What is expected –
Which lines run from the one containing "Your task: point to each instance of the painted" to the end of the entries? Copy them exactly, both ends included, and give nothing else.

"""

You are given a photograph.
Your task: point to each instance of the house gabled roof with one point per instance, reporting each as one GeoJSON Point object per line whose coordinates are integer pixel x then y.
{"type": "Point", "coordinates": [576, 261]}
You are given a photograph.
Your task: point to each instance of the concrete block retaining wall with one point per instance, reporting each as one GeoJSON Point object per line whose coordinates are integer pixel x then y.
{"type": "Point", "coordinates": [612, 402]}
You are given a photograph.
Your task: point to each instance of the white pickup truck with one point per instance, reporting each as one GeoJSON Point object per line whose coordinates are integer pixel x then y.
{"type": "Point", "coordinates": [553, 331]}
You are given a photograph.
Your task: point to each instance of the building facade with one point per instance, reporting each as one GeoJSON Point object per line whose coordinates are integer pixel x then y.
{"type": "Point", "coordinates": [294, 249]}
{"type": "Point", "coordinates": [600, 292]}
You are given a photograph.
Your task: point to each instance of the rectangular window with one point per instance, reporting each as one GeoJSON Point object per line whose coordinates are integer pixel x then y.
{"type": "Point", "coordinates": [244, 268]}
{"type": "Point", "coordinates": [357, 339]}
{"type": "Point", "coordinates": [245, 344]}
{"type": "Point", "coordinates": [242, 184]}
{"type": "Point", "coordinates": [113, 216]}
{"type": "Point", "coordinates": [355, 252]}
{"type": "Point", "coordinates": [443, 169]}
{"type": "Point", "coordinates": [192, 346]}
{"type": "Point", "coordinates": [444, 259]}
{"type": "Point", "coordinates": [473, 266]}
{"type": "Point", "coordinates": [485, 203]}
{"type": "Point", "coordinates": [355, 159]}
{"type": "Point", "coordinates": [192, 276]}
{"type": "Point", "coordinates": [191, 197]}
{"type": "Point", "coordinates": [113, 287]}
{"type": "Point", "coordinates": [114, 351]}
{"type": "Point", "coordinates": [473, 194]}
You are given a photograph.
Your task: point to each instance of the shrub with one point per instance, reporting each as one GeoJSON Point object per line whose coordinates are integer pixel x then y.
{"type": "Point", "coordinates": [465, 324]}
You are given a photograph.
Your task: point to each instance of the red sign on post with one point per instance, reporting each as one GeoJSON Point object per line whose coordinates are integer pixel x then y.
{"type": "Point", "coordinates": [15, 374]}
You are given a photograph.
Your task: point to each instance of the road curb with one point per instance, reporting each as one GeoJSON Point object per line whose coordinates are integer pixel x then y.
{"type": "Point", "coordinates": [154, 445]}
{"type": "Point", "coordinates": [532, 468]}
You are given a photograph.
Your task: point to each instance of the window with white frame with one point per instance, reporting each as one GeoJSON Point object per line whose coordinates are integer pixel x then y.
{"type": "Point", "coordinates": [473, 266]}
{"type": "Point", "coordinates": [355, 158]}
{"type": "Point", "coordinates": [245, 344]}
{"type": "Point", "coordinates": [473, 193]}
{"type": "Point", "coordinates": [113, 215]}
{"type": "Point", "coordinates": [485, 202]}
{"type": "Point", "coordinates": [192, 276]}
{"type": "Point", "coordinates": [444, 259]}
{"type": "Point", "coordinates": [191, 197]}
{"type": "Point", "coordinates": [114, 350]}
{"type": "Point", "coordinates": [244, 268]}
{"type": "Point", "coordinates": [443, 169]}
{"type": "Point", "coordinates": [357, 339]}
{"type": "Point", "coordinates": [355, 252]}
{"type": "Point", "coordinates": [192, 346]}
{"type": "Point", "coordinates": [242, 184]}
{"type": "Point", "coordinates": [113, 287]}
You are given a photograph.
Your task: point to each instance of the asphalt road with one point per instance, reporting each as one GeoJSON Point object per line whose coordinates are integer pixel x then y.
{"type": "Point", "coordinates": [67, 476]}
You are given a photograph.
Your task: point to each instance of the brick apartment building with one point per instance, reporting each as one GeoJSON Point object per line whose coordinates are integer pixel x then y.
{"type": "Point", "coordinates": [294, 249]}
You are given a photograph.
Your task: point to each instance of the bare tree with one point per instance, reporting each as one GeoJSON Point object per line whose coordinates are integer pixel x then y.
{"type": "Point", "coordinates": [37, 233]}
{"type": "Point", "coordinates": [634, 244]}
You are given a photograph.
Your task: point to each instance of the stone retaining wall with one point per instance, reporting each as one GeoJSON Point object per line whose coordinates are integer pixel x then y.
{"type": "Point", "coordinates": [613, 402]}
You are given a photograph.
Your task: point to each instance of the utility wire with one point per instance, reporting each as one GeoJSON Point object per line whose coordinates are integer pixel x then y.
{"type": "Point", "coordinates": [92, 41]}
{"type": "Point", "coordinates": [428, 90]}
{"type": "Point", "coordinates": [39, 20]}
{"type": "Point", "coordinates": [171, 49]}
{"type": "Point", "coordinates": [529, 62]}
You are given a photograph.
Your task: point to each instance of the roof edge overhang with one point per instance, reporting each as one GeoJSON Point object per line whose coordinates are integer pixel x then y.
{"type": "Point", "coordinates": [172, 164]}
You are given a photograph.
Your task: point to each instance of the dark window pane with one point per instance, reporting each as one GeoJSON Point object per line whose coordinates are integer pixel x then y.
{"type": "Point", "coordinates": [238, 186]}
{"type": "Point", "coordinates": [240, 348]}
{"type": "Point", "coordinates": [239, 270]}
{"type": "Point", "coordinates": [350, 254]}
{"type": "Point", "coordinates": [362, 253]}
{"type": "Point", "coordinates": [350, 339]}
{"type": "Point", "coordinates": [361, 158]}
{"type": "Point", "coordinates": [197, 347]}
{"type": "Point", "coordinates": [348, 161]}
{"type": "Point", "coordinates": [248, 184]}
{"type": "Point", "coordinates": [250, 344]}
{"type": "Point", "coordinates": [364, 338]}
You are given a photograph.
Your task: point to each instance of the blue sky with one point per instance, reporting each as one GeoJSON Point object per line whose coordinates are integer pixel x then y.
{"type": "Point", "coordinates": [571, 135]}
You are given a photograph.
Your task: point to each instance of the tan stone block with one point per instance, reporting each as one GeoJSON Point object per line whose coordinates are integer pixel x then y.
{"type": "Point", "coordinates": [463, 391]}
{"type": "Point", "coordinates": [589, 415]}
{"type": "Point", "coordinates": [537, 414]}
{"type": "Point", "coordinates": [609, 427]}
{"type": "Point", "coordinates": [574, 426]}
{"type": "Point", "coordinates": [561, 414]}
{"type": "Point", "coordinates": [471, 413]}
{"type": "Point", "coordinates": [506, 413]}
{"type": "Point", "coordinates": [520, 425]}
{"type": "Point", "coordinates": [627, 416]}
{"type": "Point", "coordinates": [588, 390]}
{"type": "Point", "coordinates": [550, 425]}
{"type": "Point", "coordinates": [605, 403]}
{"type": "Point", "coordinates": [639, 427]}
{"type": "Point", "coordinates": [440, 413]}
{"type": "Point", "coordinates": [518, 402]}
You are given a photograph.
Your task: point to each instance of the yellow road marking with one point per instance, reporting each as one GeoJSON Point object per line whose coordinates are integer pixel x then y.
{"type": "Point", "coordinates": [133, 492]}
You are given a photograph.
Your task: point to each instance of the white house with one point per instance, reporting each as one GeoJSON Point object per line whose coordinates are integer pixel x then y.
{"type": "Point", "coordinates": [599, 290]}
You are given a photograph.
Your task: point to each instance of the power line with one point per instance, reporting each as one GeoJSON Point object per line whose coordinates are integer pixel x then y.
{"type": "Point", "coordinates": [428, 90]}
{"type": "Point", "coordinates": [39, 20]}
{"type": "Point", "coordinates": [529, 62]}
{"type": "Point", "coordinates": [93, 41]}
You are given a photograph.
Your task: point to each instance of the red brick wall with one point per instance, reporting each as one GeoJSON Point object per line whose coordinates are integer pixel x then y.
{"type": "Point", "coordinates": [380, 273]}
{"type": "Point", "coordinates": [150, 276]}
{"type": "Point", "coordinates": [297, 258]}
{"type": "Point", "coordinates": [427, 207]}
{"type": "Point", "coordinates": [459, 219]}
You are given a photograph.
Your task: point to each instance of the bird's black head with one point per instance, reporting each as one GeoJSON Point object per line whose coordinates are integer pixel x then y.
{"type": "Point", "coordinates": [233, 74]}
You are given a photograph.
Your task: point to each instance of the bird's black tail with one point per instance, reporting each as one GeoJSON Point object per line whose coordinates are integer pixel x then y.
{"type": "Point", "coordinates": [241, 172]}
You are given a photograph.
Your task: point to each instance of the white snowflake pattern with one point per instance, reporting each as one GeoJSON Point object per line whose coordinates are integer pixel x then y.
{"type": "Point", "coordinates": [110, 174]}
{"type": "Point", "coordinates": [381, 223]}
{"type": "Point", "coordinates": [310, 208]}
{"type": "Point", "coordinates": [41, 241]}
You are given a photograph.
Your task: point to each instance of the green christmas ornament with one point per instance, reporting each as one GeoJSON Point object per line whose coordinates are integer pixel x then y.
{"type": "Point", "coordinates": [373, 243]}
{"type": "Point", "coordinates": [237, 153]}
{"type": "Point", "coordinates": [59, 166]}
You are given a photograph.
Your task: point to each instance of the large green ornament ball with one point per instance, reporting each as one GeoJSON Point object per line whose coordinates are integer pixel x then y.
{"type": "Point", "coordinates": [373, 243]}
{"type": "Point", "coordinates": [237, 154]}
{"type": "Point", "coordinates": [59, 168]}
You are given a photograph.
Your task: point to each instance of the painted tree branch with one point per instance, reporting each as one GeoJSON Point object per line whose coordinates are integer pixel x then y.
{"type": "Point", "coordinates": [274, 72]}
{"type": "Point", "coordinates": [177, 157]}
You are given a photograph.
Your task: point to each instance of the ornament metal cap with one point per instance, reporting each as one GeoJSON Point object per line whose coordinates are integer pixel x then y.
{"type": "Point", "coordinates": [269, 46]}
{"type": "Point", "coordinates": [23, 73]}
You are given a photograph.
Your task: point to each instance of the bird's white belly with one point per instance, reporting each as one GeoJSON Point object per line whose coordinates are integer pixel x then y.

"""

Exercise result –
Your task: point to each instance of the painted tree branch with one point per instance, reporting each as one GeoJSON Point object per line whose coordinates are integer pixel x then y.
{"type": "Point", "coordinates": [274, 72]}
{"type": "Point", "coordinates": [177, 157]}
You are given a photograph.
Your task: point to each instance of the ornament metal cap with one point per instance, reporting each as one GeoJSON Point object per line whose coordinates are integer pixel x then y.
{"type": "Point", "coordinates": [269, 46]}
{"type": "Point", "coordinates": [23, 73]}
You are given a photograph.
Your task: point to each instance of the bird's white belly with one point per instance, reporting each as one GeoJSON Point object per line whose coordinates are integer pixel x then y.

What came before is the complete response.